** START OF TEXT SECTION **

Boston fans, especially those under 30 (and I'm in this age bracket), have generally forgotten this because their teams have been so successful. It's hard to believe, but the Patriots, the paragon of football franchises, have actually lasted the longest of any of the city's franchises without a title -- their last Super Bowl victory was in 2005. This makes the Patriots' nascent season intriguing to me. As much attention and praise as they receive, they now have a slight hint of the underdog and a stronger one of urgency. The offense has been spectacular in the first two games, adding to the thrill they've often created the past several years.

Tom Brady has grown on me over the years: Once beloved for winning so many championships, he's now moderately derided (if not openly mocked) for his supermodel wife, elegant lifestyle, long hair, the time he spends with his family, and the great regular seasons but underwhelming playoffs he's had in recent years. Usually, I wouldn't be totally comfortable with this combination, either. But Brady plays against type and challenges the conventional wisdom of sportswriters and fans so well: His game says, Why can't you be aggressive and slightly feminine at the same time? Why can't you spend time with your family and excel on the field? Why can't your personality and private life change as you age without compromising your passion for your profession? Why would we demand of a sports star what we wouldn't demand of ourselves?

Wednesday, September 14, 2011

Tennis, Under The Lights


Novak Djokovic might've capped one of the best seasons ever in men's tennis on Monday by winning the U.S. Open, but my favorite moment of the tournament came last Thursday, when Andy Roddick upset David Ferrer in the fourth round:

After two consecutive days of downpours, canceling all the tennis scheduled to be played, Roddick and Ferrer were supposed to play on the second-largest court when water started seeping up through the surface. An hour of blowdrying and mopping the court was ineffective, so two of the circuit's top-20 players then moved to Court 13, on the periphery of the USTA's tennis grounds -- something like if Wilco were scheduled to play the Wang Theatre but then had to move to All Asia because the sound system sputtered. The Times photographed Ferrer and Roddick walking the grounds, surrounded by security guards, as fans rushed by them to grab a seat at the court, which had about one-twentieth the capacity of where they were supposed to play. Then, when they played, a viewer tried to scale the fence while Roddick served, a baby cried, and rock music from the concourse's speakers washed over the court. Roddick won in four sets.

** END OF TEXT SECTION **

CHALLENGES:
1 - Answer these questions about the sports text:
(a) In what year did the Patriots last win the Super Bowl?
(b) Who won the U.S. Open on Monday?
(c) To which court did Roddick and Ferrer move?
2 - Format the part of the records that starts at the line containing "Return the outline of every instance of the wooden" and runs through the end of the records as a JSON list of strings, one string per line, with blank lines left out.

** START OF PROVIDED MATERIAL **

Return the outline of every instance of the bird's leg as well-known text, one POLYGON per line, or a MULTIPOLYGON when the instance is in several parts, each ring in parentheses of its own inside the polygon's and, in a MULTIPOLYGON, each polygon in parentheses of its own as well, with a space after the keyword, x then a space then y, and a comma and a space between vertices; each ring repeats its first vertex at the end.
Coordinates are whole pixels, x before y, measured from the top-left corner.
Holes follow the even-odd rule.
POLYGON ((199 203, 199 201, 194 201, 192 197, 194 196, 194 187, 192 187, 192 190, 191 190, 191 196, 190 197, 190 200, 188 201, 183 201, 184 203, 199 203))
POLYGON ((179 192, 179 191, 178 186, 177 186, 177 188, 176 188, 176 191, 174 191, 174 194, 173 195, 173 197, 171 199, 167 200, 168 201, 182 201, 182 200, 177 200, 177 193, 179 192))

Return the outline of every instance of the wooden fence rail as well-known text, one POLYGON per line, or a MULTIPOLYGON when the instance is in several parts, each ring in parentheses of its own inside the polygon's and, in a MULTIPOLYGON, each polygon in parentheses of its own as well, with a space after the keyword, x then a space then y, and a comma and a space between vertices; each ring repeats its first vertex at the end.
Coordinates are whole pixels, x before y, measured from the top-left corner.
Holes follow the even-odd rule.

** END OF PROVIDED MATERIAL **

EXERCISE RESULTS:
1 -
(a) 2005
(b) Novak Djokovic
(c) Court 13

2 -
[
  "Return the outline of every instance of the wooden fence rail as well-known text, one POLYGON per line, or a MULTIPOLYGON when the instance is in several parts, each ring in parentheses of its own inside the polygon's and, in a MULTIPOLYGON, each polygon in parentheses of its own as well, with a space after the keyword, x then a space then y, and a comma and a space between vertices; each ring repeats its first vertex at the end.",
  "Coordinates are whole pixels, x before y, measured from the top-left corner.",
  "Holes follow the even-odd rule."
]